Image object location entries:
>>>>>

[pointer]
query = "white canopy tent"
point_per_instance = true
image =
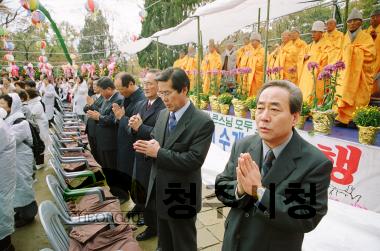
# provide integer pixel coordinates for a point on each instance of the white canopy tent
(217, 20)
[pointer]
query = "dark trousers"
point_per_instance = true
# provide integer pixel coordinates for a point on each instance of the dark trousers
(108, 159)
(92, 143)
(177, 234)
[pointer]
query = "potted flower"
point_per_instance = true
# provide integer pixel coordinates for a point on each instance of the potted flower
(368, 121)
(305, 113)
(225, 101)
(251, 103)
(204, 101)
(323, 114)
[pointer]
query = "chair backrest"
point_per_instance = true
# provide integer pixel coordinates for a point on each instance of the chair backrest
(57, 192)
(54, 162)
(51, 220)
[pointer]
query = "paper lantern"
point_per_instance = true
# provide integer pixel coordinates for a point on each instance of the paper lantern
(42, 59)
(9, 57)
(24, 4)
(37, 17)
(33, 4)
(91, 6)
(9, 46)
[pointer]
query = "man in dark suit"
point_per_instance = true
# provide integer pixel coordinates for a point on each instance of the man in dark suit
(275, 182)
(141, 125)
(181, 139)
(122, 179)
(106, 128)
(94, 103)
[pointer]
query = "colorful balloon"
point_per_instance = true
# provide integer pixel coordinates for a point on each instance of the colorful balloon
(33, 4)
(91, 6)
(24, 4)
(37, 17)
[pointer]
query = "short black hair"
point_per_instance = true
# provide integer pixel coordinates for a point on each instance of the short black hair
(7, 99)
(30, 83)
(106, 82)
(295, 93)
(178, 76)
(32, 93)
(126, 78)
(23, 95)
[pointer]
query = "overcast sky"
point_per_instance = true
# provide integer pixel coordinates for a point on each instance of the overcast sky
(122, 15)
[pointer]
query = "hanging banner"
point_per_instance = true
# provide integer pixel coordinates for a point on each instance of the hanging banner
(356, 170)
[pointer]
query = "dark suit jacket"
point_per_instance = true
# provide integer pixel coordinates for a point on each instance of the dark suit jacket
(91, 124)
(250, 228)
(180, 158)
(143, 164)
(125, 151)
(106, 128)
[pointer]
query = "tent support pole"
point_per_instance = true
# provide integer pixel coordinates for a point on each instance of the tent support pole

<<<<<

__Brief__.
State how many lines of the records contain the string "integer", matching case exactly, and give only that number.

__Full response__.
12